What is expected:
What is the number of lines in the entries that contain the word "this"? Answer with that figure alone.

[Region pointing data]
|---|
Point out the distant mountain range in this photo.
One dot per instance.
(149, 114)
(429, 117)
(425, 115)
|---|
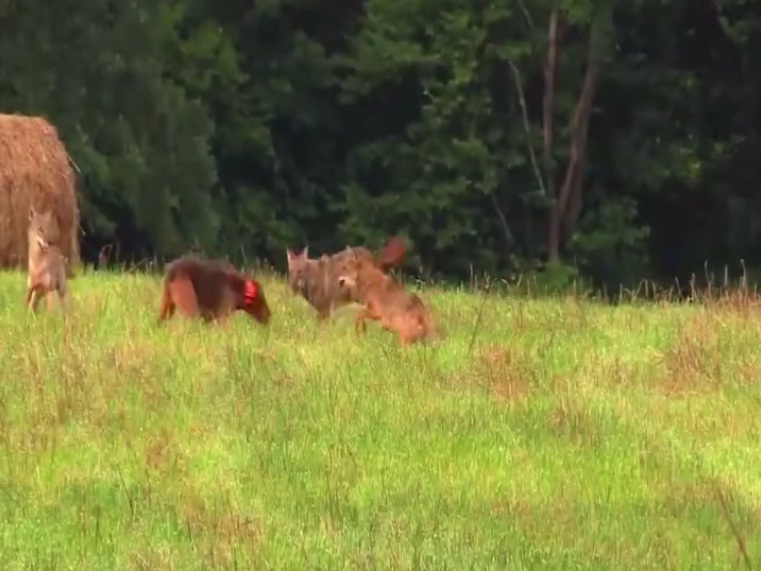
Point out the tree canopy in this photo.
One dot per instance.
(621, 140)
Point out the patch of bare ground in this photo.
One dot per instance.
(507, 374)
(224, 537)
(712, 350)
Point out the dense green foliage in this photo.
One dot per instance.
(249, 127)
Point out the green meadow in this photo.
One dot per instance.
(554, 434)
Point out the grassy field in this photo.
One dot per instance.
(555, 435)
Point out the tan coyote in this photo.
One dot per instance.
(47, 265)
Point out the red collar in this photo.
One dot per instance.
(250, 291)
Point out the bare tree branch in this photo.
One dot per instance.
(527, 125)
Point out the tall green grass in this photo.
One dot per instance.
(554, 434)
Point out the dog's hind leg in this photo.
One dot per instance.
|---|
Problem solution:
11